What is expected
Transcribe the whole listing precisely, leaving nothing out.

◆ ◆ ◆ ◆

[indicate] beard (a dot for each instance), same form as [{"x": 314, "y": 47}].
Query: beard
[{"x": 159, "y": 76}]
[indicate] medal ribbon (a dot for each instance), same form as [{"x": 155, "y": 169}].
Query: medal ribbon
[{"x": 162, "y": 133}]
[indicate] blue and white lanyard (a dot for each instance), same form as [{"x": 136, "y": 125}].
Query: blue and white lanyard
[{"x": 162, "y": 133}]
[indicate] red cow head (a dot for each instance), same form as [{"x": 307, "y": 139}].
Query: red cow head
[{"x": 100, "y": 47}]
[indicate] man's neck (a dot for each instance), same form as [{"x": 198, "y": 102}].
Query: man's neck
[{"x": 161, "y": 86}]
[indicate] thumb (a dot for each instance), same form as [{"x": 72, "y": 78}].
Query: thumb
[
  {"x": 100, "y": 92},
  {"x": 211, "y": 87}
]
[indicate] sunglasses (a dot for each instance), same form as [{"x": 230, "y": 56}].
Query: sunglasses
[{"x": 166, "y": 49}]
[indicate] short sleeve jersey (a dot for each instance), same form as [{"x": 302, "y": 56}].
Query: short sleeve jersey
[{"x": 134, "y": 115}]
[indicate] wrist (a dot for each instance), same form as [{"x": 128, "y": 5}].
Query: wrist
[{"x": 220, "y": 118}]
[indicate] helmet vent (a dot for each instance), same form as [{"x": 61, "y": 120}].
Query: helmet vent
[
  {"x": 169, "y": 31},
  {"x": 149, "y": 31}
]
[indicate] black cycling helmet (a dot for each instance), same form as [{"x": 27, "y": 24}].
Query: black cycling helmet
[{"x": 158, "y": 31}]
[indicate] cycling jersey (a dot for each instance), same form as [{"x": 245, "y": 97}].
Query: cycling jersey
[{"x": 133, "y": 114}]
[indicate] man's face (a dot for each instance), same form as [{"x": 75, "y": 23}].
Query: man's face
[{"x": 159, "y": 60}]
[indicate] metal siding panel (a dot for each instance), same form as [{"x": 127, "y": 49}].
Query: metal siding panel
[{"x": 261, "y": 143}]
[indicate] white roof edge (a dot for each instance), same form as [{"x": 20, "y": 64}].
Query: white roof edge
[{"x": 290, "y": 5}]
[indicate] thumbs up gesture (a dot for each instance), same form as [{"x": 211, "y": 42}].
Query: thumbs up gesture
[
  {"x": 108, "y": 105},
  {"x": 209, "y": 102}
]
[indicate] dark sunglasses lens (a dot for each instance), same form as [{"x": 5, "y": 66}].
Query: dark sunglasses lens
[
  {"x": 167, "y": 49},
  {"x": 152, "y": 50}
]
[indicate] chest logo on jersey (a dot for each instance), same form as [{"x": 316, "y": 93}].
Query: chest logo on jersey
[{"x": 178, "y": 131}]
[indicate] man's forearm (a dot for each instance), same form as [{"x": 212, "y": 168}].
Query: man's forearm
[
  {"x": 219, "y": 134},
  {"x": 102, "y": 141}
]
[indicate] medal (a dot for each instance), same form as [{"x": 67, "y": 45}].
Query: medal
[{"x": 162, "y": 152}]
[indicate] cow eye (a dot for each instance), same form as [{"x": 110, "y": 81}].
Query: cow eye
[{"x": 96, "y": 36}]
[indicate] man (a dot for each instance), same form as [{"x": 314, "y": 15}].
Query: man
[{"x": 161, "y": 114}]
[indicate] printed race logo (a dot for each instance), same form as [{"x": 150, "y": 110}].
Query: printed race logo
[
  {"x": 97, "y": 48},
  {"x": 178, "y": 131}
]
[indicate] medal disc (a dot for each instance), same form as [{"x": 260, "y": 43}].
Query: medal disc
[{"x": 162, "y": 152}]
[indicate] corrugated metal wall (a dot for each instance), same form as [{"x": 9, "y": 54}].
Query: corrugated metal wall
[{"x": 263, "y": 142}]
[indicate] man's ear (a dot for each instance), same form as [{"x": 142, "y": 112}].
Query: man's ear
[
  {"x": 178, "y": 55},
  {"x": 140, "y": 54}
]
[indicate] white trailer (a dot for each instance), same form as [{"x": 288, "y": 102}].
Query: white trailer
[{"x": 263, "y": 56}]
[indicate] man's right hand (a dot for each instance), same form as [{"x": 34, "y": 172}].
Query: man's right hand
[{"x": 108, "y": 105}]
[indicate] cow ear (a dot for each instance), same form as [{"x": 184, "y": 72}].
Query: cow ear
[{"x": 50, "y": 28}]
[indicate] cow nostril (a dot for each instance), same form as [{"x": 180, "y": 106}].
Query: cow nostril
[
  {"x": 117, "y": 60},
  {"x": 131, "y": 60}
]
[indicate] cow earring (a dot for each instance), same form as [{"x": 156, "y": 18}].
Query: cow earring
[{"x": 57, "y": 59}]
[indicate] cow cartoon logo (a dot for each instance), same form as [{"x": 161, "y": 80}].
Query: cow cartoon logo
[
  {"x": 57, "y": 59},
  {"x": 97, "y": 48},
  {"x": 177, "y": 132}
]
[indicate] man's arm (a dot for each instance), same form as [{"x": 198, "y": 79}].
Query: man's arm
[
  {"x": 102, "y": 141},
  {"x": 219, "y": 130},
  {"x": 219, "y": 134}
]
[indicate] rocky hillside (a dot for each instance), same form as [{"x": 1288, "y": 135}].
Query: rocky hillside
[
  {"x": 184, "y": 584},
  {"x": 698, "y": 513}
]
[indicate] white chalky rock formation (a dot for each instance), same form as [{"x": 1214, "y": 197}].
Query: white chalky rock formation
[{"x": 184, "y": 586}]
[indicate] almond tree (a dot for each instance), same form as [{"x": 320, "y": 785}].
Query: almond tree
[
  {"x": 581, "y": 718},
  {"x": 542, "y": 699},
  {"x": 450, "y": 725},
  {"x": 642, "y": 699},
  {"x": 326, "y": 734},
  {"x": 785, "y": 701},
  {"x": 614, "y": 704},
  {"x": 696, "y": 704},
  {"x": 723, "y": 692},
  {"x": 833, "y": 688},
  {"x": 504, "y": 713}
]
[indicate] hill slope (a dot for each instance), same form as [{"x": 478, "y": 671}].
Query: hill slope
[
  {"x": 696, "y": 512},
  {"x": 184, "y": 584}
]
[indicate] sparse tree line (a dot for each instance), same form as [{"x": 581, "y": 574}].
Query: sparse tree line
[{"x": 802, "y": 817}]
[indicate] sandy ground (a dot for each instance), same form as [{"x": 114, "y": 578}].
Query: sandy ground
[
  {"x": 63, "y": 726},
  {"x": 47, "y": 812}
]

◆ ◆ ◆ ◆

Result of the exercise
[indicate] beard (a dot for each instance), same form as [{"x": 314, "y": 47}].
Query: beard
[{"x": 159, "y": 76}]
[indicate] medal ribbon (a dot for each instance), same form as [{"x": 155, "y": 169}].
Query: medal ribbon
[{"x": 162, "y": 133}]
[indicate] blue and white lanyard (a dot for each instance), same form as [{"x": 136, "y": 125}].
Query: blue and white lanyard
[{"x": 162, "y": 133}]
[indicate] red cow head (a dot for each instance), same form as [{"x": 307, "y": 139}].
Query: red cow head
[{"x": 100, "y": 47}]
[indicate] man's neck (a dot for each instance), same form as [{"x": 198, "y": 102}].
Query: man's neck
[{"x": 161, "y": 86}]
[indicate] thumb (a dot for each instance), same form as [{"x": 72, "y": 78}].
Query: thumb
[
  {"x": 100, "y": 92},
  {"x": 211, "y": 87}
]
[indicate] sunglasses (a dot for each instance), same form as [{"x": 230, "y": 56}].
Query: sunglasses
[{"x": 166, "y": 49}]
[indicate] short sleeve jersey (a dot for each instance), same form as [{"x": 302, "y": 56}].
Query: short sleeve jersey
[{"x": 134, "y": 115}]
[indicate] wrist (a dot for each instance), same form as [{"x": 128, "y": 5}].
Query: wrist
[{"x": 220, "y": 118}]
[indicate] helmet vent (a dot for each instance), same form as [{"x": 61, "y": 120}].
Query: helmet vent
[
  {"x": 169, "y": 31},
  {"x": 149, "y": 31}
]
[indicate] black cycling helmet (a dot for each instance), same form as [{"x": 27, "y": 24}].
Query: black cycling helmet
[{"x": 158, "y": 31}]
[indicate] cycling jersey (a dot for each instance), same form as [{"x": 245, "y": 97}].
Query: cycling jersey
[{"x": 133, "y": 114}]
[indicate] man's face (a dot for each instance), same form as [{"x": 75, "y": 23}].
Query: man's face
[{"x": 159, "y": 60}]
[indicate] metal siding panel (a dot for each instance), same form as [{"x": 127, "y": 49}].
Query: metal siding panel
[{"x": 261, "y": 143}]
[indicate] white roof edge (a dot for each instance), same form as [{"x": 20, "y": 64}].
Query: white roof edge
[{"x": 290, "y": 5}]
[indicate] thumbs up gesture (a dot for each instance), same form as [{"x": 211, "y": 42}].
Query: thumbs up gesture
[
  {"x": 108, "y": 105},
  {"x": 209, "y": 102}
]
[indicate] dark sunglasses lens (a dot for each instance), same form as [{"x": 5, "y": 66}].
Query: dark sunglasses lens
[
  {"x": 167, "y": 49},
  {"x": 152, "y": 50}
]
[indicate] chest logo on jersey (a dot for each instance), same form as [{"x": 316, "y": 93}].
Query: chest logo on jersey
[{"x": 178, "y": 131}]
[indicate] man's forearm (a dot for each instance), same form as [{"x": 212, "y": 168}].
Query: man's forearm
[
  {"x": 219, "y": 134},
  {"x": 102, "y": 141}
]
[indicate] medal (a dot for each instance), same form as [{"x": 67, "y": 45}].
Query: medal
[{"x": 162, "y": 152}]
[indicate] cow eye (a dot for each instance), same form as [{"x": 110, "y": 81}].
Query: cow eye
[{"x": 96, "y": 36}]
[indicate] man (a dot for each instance), same form as [{"x": 314, "y": 15}].
Query: man
[{"x": 161, "y": 114}]
[indicate] printed race logo (a dot for each instance), same form as [{"x": 150, "y": 110}].
Query: printed race logo
[
  {"x": 97, "y": 48},
  {"x": 178, "y": 131}
]
[indicate] medal disc (a dot for each instance), same form as [{"x": 260, "y": 43}].
Query: medal disc
[{"x": 162, "y": 152}]
[indicate] corrugated metal wall (a dot for each instance), same form as [{"x": 9, "y": 54}].
Query: corrugated metal wall
[{"x": 263, "y": 142}]
[indicate] man's ear (a dot for each instance), same form as [{"x": 142, "y": 112}].
Query: man's ear
[
  {"x": 178, "y": 55},
  {"x": 140, "y": 54}
]
[indicate] white trailer (a dot for each instance), same form as [{"x": 288, "y": 102}].
Query: white trailer
[{"x": 263, "y": 56}]
[indicate] man's right hand (a dot for each instance), same form as [{"x": 34, "y": 172}].
Query: man's right hand
[{"x": 108, "y": 105}]
[indicate] cow ear (a dot for each instance), same form as [{"x": 184, "y": 72}].
Query: cow ear
[{"x": 50, "y": 28}]
[indicate] cow nostril (a dot for each instance), same form as [{"x": 180, "y": 106}].
Query: cow nostril
[
  {"x": 117, "y": 60},
  {"x": 131, "y": 60}
]
[indicate] cow earring (a dot for each instance), same form as [{"x": 156, "y": 18}].
Query: cow earring
[{"x": 57, "y": 59}]
[indicate] cow cartoon logo (a dot for each instance), same form as [{"x": 161, "y": 80}].
Query: cow cartoon logo
[
  {"x": 57, "y": 59},
  {"x": 97, "y": 48},
  {"x": 177, "y": 132}
]
[indicate] man's arm (a dot for each instance), same form as [{"x": 198, "y": 79}].
Query: man's arm
[
  {"x": 102, "y": 141},
  {"x": 219, "y": 130},
  {"x": 219, "y": 134}
]
[indicate] rocky hillside (a dot for each instance), same form as [{"x": 1288, "y": 135}].
Query: rocky hillside
[
  {"x": 184, "y": 584},
  {"x": 698, "y": 513}
]
[indicate] white chalky rock formation (a dot for each instance), same form as [{"x": 1214, "y": 197}].
Query: white chalky rock formation
[{"x": 184, "y": 586}]
[indicate] almond tree (a dot for each instance), same form as [{"x": 320, "y": 785}].
Query: almond tree
[
  {"x": 581, "y": 718},
  {"x": 542, "y": 699},
  {"x": 450, "y": 725},
  {"x": 642, "y": 699},
  {"x": 326, "y": 734},
  {"x": 785, "y": 701},
  {"x": 614, "y": 704},
  {"x": 696, "y": 704},
  {"x": 723, "y": 692},
  {"x": 833, "y": 688},
  {"x": 504, "y": 713}
]
[indicate] hill slope (a dot for each instance), same form as [{"x": 478, "y": 671}].
Query: hill slope
[
  {"x": 696, "y": 512},
  {"x": 184, "y": 584}
]
[indicate] sparse tree line (a dot for each instance), same form as [{"x": 581, "y": 574}].
Query: sparse tree line
[{"x": 802, "y": 817}]
[indicate] sandy ground (a dot for each instance), same form as [{"x": 114, "y": 578}].
Query: sandy ground
[
  {"x": 63, "y": 726},
  {"x": 47, "y": 812}
]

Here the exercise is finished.